┌─ EXERCISE TEXT

The smooth, ordered lines of our meeting room seem barely able to contain Addario’s accounts of her day-job as one of the world’s most respected war photographers. Her many accolades include a Pulitzer Prize in 2009 and a prestigious Mac­Arthur Genius grant worth US$500,000 (Dh1.84m) in 2010.

During 15 years covering conflicts in Iraq, Afghanistan and Libya, her more nerve-shredding stories include kidnaps, car crashes, death threats, sexual abuse and, more recently, something like post-traumatic stress disorder while grieving for comrades killed in the line of journalistic duty.

Addario in person only enhances the disjunction between her professional and off-duty selves. Petite and rather glamorous in a little black dress and elegant jewellery, she cuts a strikingly different figure from the woman glimpsed in the pages of her memoir, It's What I Do. There, it seems, she is clad stubbornly in jeans, sneakers and T-shirt, her hair tied back, a camera bag slung around her waist, a lens pointed at something interesting: an injured child, an ­anti-tank missile, marines under fire, a bereft Iraqi father.

What proves particularly disarming about our conversation, however, is the sheer calmness with which Addario recounts the intense bursts of violence and emotion that accompany life in a war zone. Take the event that made her briefly world famous in March 2011. Addario was kidnapped and held captive in Libya, alongside three other ­journalists from The New York Times, by a group of Qaddafi's soldiers. The ensuing torment is described with the sort of matter-of-fact tone I imagine she reserves for the dentist. "Yes, I am being hit in the face. Yes, I am tied up. And yes, I am being threatened with death – I have these guys caressing my face while they are telling me they are about to kill me. But I am in such a deep state of 'needing to get through this day alive' that there is no time to process the fear."

Even the horrifying sexual nature of her treatment is examined with cool detachment. “Look, I felt like I got off easy because I wasn’t being smashed in the back of the head by a gun butt. Yes, I was being groped. Every single soldier in Libya was touching my breasts and my butt. I was terrified I would be raped. But I wasn’t being hit on the back of the head with a gun. The men felt the opposite, like this poor woman is being sexually assaulted. No one has the right to say which kind of trauma is worse. For me just listening to them getting beaten up day after day was the most miserable experience. I felt like I couldn’t do anything.”

└─
┌─ LISTED RECORDS

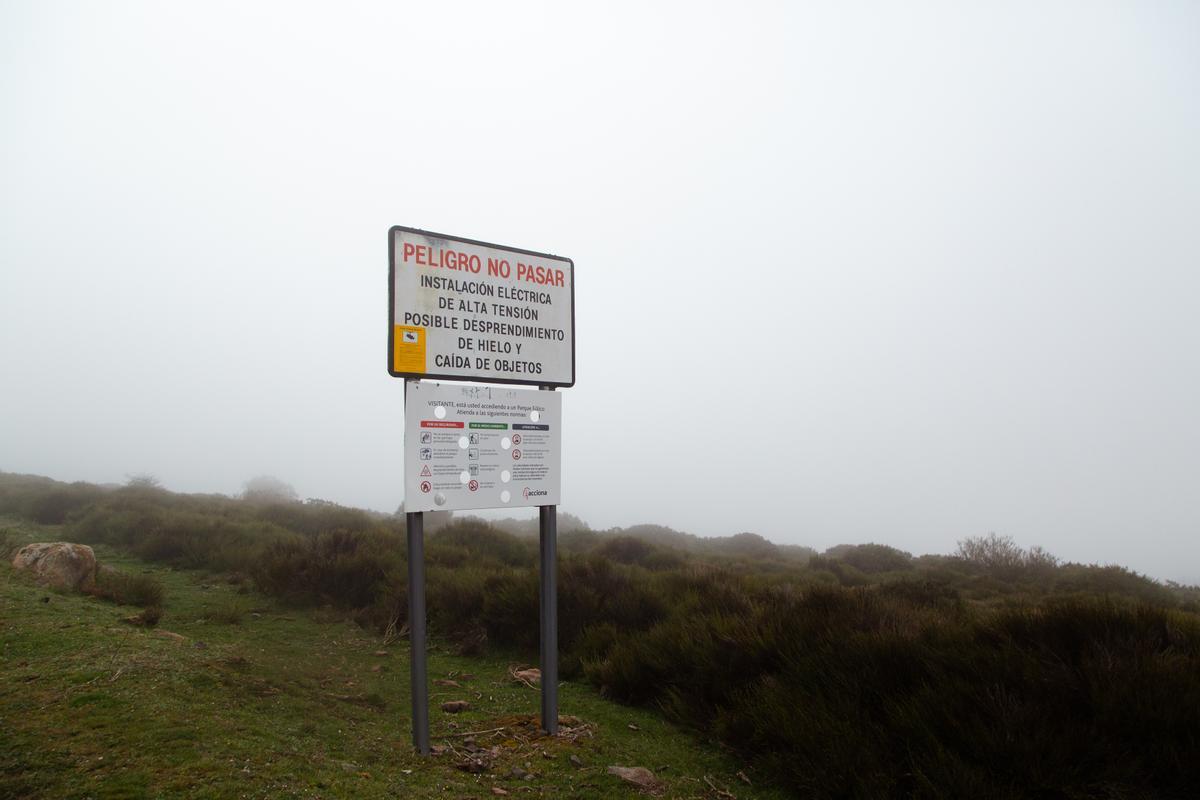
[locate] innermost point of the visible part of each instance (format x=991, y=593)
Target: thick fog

└─
┌─ LISTED RECORDS

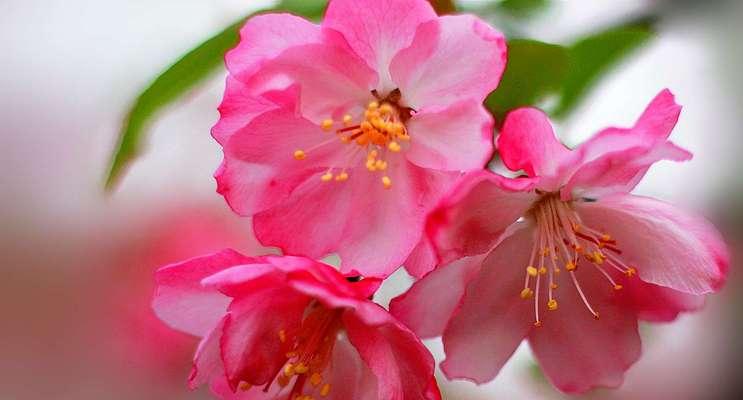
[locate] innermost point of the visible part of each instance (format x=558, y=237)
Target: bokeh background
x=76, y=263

└─

Resume the article about war photographer Addario, writing on from its final paragraph.

◆ **REPLY TO THE EXERCISE**:
Their release after almost a week did not heal the psychological wounds. The murder of Addario’s driver in Libya weighed heavily. “We were grappling with all sorts of conflicting emotions. Relief that we survived, but real sadness and despair that we had basically killed our driver with our selfish need to continue covering this story when we should have left.” Did you really feel responsible, I ask? “One hundred per cent. All of us felt that. We talked about it openly because we needed to.”

Similar frankness can be found in It's What I Do, which was written as a kind of long-neglected therapy. The immediate spur was the death in 2011 of two close friends and colleagues, Tim Hetherington and Chris Hondros. Addario had been preparing a collection of her photographs when she learnt the news. "That set me up for a whole load of trauma and residual trauma that oddly I hadn't experienced right after Libya. I collected my photographs and had a breakdown," she says, laughing. "Then I said, I don't want to look at these pictures for the next year. I would rather write a book."

The memoir's wordy subtitle – A Photographer's Life of Love and War – suggests that it does more than simply recount Addario's riskiest shoots. There are frank dissections of the broader emotional toll exacted by her vocation: failed relationships, missed family gatherings and the new professional caution demanded by motherhood.

Addario herself was born in Connecticut in 1973, one of four sisters. Hers was a happy childhood until her father, who ran a local hairdressing business with his wife, left the family for another man. Addario was 8. Her father might have caused her earliest emotional sorrow but he would also inspire her most enduring joy. He gave his daughter her first camera when she was 13. It arrived at a vulnerable moment. Addario and her mother had just left their once-happy family home: her three sisters had already moved out.

This conjunction of events established the consoling power of photography under times of severe stress. "The camera was a comforting companion," Addario writes in It's What I Do. When she tells me about the restorative process of writing the memoir, it is the language of developing film that she employs. "I felt there was so much in my head that I hadn't processed. For years I just photographed and photographed, went from country to country and war to war. I never processed any­thing I was seeing. I processed it in my own personal way, through my work. But I felt like I needed to download my brain."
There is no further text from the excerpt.